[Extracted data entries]

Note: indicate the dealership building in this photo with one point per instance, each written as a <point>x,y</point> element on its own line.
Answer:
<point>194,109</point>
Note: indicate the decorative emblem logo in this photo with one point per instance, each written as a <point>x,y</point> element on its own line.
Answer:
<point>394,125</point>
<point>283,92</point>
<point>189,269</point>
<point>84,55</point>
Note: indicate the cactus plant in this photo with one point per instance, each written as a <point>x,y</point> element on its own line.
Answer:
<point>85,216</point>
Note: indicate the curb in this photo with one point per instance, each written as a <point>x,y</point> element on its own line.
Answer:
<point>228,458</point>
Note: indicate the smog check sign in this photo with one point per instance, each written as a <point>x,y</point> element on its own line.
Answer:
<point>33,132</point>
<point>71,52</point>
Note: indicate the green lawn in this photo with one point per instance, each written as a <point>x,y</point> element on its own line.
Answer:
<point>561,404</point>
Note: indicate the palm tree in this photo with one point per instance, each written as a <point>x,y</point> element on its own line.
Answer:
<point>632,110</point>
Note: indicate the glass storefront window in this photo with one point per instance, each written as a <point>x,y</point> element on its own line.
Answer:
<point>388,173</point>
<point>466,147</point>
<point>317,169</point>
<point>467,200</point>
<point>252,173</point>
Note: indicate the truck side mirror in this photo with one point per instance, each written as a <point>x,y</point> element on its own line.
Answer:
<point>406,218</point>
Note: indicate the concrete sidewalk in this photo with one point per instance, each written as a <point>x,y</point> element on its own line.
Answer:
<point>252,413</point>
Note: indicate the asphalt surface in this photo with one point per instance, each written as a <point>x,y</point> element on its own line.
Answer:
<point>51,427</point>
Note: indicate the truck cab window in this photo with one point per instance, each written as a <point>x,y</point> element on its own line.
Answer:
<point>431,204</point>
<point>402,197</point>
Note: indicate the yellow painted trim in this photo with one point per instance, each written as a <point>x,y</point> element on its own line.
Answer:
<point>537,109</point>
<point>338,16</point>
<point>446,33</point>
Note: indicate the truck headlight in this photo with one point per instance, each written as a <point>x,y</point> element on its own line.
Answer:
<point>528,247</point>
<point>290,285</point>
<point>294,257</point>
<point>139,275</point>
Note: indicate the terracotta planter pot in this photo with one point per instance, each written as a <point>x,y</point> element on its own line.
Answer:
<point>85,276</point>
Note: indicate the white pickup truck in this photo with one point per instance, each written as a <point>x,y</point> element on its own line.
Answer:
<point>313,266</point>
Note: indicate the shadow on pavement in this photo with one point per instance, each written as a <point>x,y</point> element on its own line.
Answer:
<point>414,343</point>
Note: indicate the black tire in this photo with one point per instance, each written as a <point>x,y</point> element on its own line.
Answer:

### Challenge
Edit the stretch of records from the start through the line containing "<point>84,55</point>", replacing "emblem" with "badge" and leaving everything else unchanged, then give those lines again.

### Exercise result
Note: indicate the dealership building in this photo with one point per instance, each written as a <point>x,y</point> element on its own line.
Answer:
<point>194,109</point>
Note: indicate the decorative badge logo in this photo with one point per instance, each written as a <point>x,y</point> element on its own line.
Answer:
<point>394,125</point>
<point>283,92</point>
<point>189,269</point>
<point>84,55</point>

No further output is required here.